### Exercise
From the first line to the last, print the records exactly.

### Raw data

•••••

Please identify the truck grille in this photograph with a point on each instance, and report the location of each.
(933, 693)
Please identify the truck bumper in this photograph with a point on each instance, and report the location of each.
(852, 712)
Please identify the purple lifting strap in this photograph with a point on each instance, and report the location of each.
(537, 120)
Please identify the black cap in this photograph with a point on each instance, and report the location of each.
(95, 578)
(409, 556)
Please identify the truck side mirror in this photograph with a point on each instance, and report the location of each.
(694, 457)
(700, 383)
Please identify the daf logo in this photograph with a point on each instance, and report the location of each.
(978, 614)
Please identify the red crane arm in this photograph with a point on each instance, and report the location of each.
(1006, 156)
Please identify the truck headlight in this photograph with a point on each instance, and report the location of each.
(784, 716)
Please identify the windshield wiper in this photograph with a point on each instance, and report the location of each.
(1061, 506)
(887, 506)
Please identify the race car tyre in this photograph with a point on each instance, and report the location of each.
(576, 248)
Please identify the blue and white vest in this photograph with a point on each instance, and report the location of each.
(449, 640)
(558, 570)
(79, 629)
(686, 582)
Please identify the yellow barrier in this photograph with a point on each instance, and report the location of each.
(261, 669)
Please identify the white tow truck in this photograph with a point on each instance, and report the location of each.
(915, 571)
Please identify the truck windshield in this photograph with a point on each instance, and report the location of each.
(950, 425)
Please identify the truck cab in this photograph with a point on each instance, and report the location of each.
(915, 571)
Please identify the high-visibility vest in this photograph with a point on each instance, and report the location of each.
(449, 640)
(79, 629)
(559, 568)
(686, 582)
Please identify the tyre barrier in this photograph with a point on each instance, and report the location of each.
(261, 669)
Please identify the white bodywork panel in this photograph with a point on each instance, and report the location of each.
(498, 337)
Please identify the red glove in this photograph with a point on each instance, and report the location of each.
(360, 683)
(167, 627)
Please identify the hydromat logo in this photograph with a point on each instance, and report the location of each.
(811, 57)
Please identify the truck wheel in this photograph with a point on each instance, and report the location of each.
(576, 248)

•••••

### Answer box
Please identify the truck grille in this photograph with a point on each instance, and report the location of each.
(933, 693)
Please identify the truck bumper in this photograph with a point on each instance, and report the location of each.
(852, 712)
Please identify the purple lifting strap in this photograph with a point on each instance, and report the location of each.
(537, 120)
Please identify the black cap in this photograph with a point on each instance, and report the location of each.
(95, 578)
(409, 556)
Please identify the truck side mirror in this photograph with a point on each instance, and report the location of each.
(694, 457)
(700, 383)
Please identify the daf logo in this photograph with a point on each instance, and report the location of each.
(978, 614)
Please identify the red crane arm in this photograph with a point on each instance, and report the location of each.
(1006, 156)
Please identify the truck headlight in this photograph with a point on each instance, and report the location of each.
(784, 716)
Please identify the windshield wiper in this photograph with a point on each instance, and report the location of each.
(1061, 506)
(887, 506)
Please identify the race car tyre in this photograph with a point on each instance, and report the location of each.
(576, 248)
Please identify the blue and white vest in this photograph with a point on each instance, and report the location of each.
(449, 640)
(558, 570)
(79, 629)
(686, 582)
Please identify the yellow barrier in this photograph with a point on each instance, and report the location of each.
(261, 669)
Please identify the white tow truck in this photograph with a point on each instance, and report the location of each.
(915, 571)
Please identify the truck windshield in this photograph with a point on each instance, and report the location of each.
(950, 425)
Please identify the truck cab in this photograph with a point on each instance, and report the location of each.
(915, 571)
Please identify the high-visibility vest in this photograph with a point on each instance, and report the location of each.
(449, 640)
(79, 629)
(559, 568)
(686, 582)
Please identify the tyre barrier in this photograph with a point on each instance, and report the location of each.
(261, 669)
Please identify the white bodywork panel in this photograph with a point on each instance, and report the location of each.
(498, 337)
Please identify the red glove in this photograph with a point on each instance, and report the location of each.
(360, 683)
(167, 627)
Please identify the hydromat logo in this photograph with a point on each instance, and report the location of each.
(811, 57)
Please identify the truck wheel in this photograph with a point on each instance, and report the location of each.
(576, 248)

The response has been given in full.